• _Excerpt_

Data centers typically have low utilization because computing demand is inherently volatile and built for peak utilization. According to research published on Sigmond Record, data center utilization typically runs around 40%. Virtualization has helped with workload consolidation, but an organization’s overall computing demand variability creates a practical upper limit on utilization rates. This is where cloud computing can play a critical role.

While cloud makes up the majority of today’s web services related workloads (e.g., e-commerce, social media), in the area of computational engineering and science (e.g.,  computational chemistry, computational fluid dynamics), cloud has only recently become mainstream.  However we should not let the goal of high utilization create bottlenecks to science and engineering innovation. Through implementing an intelligent control plane such as Rescale, customers can achieve the dual purpose of maximizing use of existing data centers while securely utilizing shared cloud resources on-demand at 100% utilization for bursting, peak usage, or volatile computing patterns.

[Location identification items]

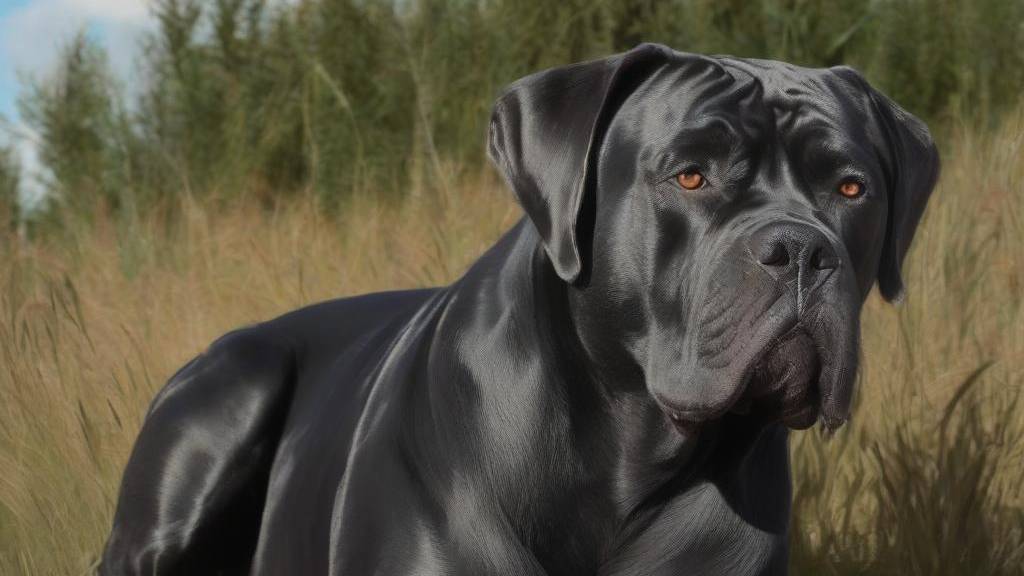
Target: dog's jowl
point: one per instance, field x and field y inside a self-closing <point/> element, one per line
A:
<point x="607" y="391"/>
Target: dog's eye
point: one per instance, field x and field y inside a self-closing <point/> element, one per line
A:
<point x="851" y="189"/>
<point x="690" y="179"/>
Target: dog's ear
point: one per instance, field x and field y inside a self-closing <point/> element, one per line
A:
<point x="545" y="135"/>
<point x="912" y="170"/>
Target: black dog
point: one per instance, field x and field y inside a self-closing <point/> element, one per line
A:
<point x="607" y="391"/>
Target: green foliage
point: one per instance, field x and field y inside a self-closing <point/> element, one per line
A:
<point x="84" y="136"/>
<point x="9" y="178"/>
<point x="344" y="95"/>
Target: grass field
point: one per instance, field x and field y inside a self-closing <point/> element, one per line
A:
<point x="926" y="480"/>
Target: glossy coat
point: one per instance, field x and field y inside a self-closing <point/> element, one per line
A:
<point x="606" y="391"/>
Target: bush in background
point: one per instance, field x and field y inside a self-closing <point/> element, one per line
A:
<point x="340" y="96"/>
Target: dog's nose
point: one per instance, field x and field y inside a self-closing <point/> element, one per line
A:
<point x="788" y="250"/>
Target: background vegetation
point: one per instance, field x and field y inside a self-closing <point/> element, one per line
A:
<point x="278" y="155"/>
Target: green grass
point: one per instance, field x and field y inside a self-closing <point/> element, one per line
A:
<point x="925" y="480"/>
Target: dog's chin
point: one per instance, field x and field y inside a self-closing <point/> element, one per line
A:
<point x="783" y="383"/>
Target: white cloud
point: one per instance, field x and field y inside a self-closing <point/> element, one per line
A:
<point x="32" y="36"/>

• _Short exercise 1_
Rewrite the data center utilization excerpt from "Data centers typically" up to and including "a critical role.", swapping "Virtualization" for "Containerization".
• _Short exercise 2_
Continue the data center utilization excerpt, starting after its last sentence.
The items stand apart from the data center utilization excerpt and are separate material.

• _Reply 1_
Data centers typically have low utilization because computing demand is inherently volatile and built for peak utilization. According to research published on Sigmond Record, data center utilization typically runs around 40%. Containerization has helped with workload consolidation, but an organization’s overall computing demand variability creates a practical upper limit on utilization rates. This is where cloud computing can play a critical role.

• _Reply 2_
2. Optimize Performance of Computing Workloads

In the world of computational engineering, finding the right architecture and workload configuration can have a tremendous impact on computational efficiency, time-to-solve, and also power consumed. For example, Simulation and Machine Learning workload requirements can vary greatly in terms of processor performance, memory bandwidth, and interconnect latency. To help customers get the most from each core-hour used, Rescale’s platform recommendation system understands user workload requirements, cloud provider robustness and scalability, hardware manufacturer specifications and ISV algorithmic computational profiles to find optimal workload configurations across the computing stack. Additionally, our team runs extensive benchmarks that are used to create both the Rescale Performance Intelligence and Rescale Maturity Intelligence that serve as the foundation of Rescale’s Intelligent Computing Framework and recommendation engine.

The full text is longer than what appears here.